== Exercise passage

By Nick Bascom
It’s the smell of food that gets male fruit flies in the romantic mood, says a new study exploring the sexual habits of Drosophila melanogaster.
When trying to woo an attractive female the sexually excited male fruit fly becomes a kind of troubadour, playing a love song with one wing as it waltzes behind its object of desire. But what exactly provokes this courtly behavior has been a mystery.
New experiments reported online September 28 in Nature show that removing the gene for an olfactory protein called IR84a makes male flies less apt to perform their song and dance. Found amid nerve cells that spur reproductive activity in fruit flies, the protein is primarily stimulated by two aromas — phenylacetic acid and phenylacetaldehyde. Strangely, these aphrodisiacal odors are given off not by femaleflies, but by the fruit and plant tissues the flies eat and use for laying eggs.
Most insects become amorously inclined when they sense sex pheromones — a natural biochemical perfume — coming from a potential mate. Being turned on by the scent of food instead could provide an evolutionary advantage for a species whose newborn spend several days eating and growing before they leave home. “Fruit fly larvae eat constantly, and they need a good supply of food to support this growth,” says Richard Benton of the Center for Integrative Genomics in Lausanne, Switzerland, who performed the work with colleagues in Switzerland, France and England. Being sexually stimulated by food odors ensures that flies will couple near a nutrient source, enabling them to raise their offspring where the whole family will remain well-fed.

====

§ **Task requirements**: Could you continue the article on fruit fly courtship and food odors, picking up after its final sentence?

== Supplied information

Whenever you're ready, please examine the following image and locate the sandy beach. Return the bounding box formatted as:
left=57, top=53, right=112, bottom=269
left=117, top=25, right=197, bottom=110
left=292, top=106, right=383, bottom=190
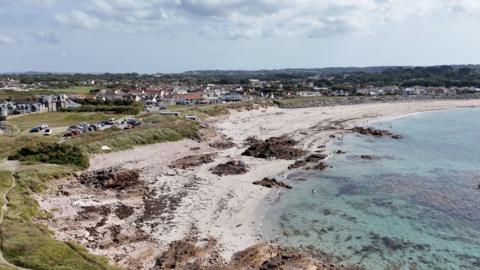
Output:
left=37, top=100, right=480, bottom=269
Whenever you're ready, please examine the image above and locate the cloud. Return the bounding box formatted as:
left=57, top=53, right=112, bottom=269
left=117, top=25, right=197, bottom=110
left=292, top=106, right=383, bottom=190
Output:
left=0, top=34, right=18, bottom=45
left=55, top=0, right=480, bottom=38
left=30, top=32, right=60, bottom=44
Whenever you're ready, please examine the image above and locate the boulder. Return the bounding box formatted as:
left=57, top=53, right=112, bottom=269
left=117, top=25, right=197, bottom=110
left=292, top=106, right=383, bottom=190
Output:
left=210, top=160, right=248, bottom=176
left=242, top=136, right=305, bottom=160
left=253, top=177, right=292, bottom=189
left=78, top=168, right=140, bottom=190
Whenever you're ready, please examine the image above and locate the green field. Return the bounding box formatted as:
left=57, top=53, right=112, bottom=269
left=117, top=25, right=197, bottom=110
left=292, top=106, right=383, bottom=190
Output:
left=0, top=100, right=274, bottom=270
left=7, top=112, right=124, bottom=131
left=0, top=168, right=119, bottom=270
left=0, top=86, right=94, bottom=100
left=42, top=86, right=94, bottom=94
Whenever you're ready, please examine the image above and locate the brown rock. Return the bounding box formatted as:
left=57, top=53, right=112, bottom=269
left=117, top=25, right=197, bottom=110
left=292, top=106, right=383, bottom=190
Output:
left=242, top=136, right=305, bottom=160
left=78, top=168, right=140, bottom=190
left=170, top=154, right=216, bottom=169
left=253, top=177, right=292, bottom=189
left=210, top=160, right=248, bottom=176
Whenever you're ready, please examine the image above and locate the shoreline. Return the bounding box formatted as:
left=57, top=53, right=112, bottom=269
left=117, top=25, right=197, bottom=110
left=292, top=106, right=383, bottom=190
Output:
left=37, top=100, right=480, bottom=269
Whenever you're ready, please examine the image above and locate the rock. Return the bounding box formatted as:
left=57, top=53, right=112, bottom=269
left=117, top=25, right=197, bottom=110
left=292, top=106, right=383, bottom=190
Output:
left=209, top=140, right=236, bottom=150
left=307, top=161, right=330, bottom=171
left=210, top=160, right=248, bottom=176
left=242, top=136, right=305, bottom=160
left=243, top=136, right=261, bottom=146
left=253, top=177, right=292, bottom=189
left=360, top=155, right=381, bottom=160
left=169, top=153, right=216, bottom=170
left=288, top=159, right=307, bottom=170
left=78, top=168, right=140, bottom=190
left=115, top=203, right=134, bottom=219
left=305, top=154, right=328, bottom=163
left=351, top=127, right=403, bottom=140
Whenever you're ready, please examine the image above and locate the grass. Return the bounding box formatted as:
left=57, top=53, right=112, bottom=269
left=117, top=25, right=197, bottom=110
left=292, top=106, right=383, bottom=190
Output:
left=7, top=112, right=124, bottom=130
left=9, top=143, right=90, bottom=169
left=0, top=86, right=94, bottom=100
left=66, top=115, right=200, bottom=153
left=0, top=165, right=116, bottom=270
left=0, top=134, right=58, bottom=161
left=46, top=86, right=94, bottom=94
left=168, top=101, right=273, bottom=119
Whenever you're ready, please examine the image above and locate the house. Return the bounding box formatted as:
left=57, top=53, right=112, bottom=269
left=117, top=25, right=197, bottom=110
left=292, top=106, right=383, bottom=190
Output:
left=183, top=92, right=205, bottom=104
left=202, top=87, right=221, bottom=103
left=405, top=86, right=428, bottom=96
left=0, top=103, right=8, bottom=120
left=38, top=94, right=80, bottom=112
left=222, top=94, right=243, bottom=102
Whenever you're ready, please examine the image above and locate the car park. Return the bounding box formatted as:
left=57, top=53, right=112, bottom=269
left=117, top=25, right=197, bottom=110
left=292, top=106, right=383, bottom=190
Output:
left=43, top=128, right=53, bottom=136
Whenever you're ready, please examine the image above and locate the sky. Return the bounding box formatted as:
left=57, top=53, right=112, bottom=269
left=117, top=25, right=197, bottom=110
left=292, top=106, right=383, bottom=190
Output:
left=0, top=0, right=480, bottom=73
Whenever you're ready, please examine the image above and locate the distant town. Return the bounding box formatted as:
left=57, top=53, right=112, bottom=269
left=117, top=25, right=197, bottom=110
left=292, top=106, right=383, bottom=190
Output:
left=0, top=66, right=480, bottom=120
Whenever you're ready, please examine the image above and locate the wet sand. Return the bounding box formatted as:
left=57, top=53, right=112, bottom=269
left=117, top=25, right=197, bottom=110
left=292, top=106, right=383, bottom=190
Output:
left=37, top=100, right=480, bottom=269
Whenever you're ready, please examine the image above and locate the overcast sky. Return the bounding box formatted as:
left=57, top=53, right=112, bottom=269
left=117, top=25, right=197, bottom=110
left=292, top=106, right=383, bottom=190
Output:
left=0, top=0, right=480, bottom=73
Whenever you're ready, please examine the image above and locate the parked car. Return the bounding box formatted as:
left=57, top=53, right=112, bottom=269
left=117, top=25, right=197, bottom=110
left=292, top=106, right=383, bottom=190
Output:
left=63, top=129, right=81, bottom=137
left=127, top=118, right=142, bottom=126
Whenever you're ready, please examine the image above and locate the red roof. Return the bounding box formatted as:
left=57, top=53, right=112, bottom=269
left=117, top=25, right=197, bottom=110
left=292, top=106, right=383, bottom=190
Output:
left=184, top=92, right=203, bottom=100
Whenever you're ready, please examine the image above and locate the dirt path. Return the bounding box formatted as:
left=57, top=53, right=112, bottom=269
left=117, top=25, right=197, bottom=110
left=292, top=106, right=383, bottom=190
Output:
left=0, top=175, right=30, bottom=270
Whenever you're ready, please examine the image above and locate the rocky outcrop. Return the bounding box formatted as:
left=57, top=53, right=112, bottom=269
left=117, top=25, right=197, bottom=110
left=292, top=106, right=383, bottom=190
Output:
left=360, top=155, right=381, bottom=160
left=288, top=153, right=330, bottom=171
left=351, top=127, right=403, bottom=140
left=153, top=239, right=360, bottom=270
left=305, top=161, right=331, bottom=171
left=210, top=160, right=248, bottom=176
left=242, top=136, right=305, bottom=160
left=209, top=138, right=236, bottom=150
left=170, top=153, right=216, bottom=170
left=253, top=177, right=292, bottom=189
left=78, top=168, right=140, bottom=190
left=243, top=136, right=262, bottom=146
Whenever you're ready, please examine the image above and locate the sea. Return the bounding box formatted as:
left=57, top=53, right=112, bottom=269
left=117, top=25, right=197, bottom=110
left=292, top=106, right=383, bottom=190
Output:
left=261, top=108, right=480, bottom=270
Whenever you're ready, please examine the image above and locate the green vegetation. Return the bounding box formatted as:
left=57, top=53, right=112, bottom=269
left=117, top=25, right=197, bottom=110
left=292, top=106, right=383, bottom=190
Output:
left=0, top=165, right=119, bottom=270
left=0, top=86, right=94, bottom=100
left=42, top=86, right=94, bottom=94
left=0, top=134, right=58, bottom=161
left=7, top=112, right=124, bottom=130
left=70, top=115, right=200, bottom=153
left=9, top=143, right=90, bottom=169
left=168, top=101, right=274, bottom=119
left=62, top=99, right=144, bottom=115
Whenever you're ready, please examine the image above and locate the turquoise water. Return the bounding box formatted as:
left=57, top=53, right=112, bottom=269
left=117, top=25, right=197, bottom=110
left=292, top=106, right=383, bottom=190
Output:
left=263, top=108, right=480, bottom=269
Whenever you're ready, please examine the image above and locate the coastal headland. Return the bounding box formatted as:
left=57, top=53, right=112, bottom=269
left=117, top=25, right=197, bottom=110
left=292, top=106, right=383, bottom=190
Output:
left=36, top=100, right=480, bottom=269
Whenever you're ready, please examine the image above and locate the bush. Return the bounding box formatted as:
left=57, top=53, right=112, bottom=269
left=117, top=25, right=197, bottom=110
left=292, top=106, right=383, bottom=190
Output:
left=9, top=143, right=90, bottom=168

====

§ **Written answer**:
Male fruit flies aren’t guided exclusively by food odors, though. “Their reproductive circuitry is complex,” Benton says, “and responds to many different sensory cues.” For example, randy flies will “taste” potential mates by touching them, acquiring information through contact pheromones. However, getting a whiff of fruit plays an essential role in driving Drosophila courtship behavior.
And it may not just be flies that get a rise from the essence of fruit. The same two sweet, honey-like aromas that drive flies wild are often used in perfumes, making Benton wonder if they have a similar effect on humans.
Though the aphrodisiacal effect of foods like chocolate and oysters boast more anecdotal hearsay than hard scientific evidence, researchers aren’t totally willing to discount the possibility that some foods could inspire amorous impulses in humans. “A similar pathway could potentially promote feelings of arousal in humans,” says Barry Dickson of the Research Institute of Molecular Pathology in Vienna, Austria.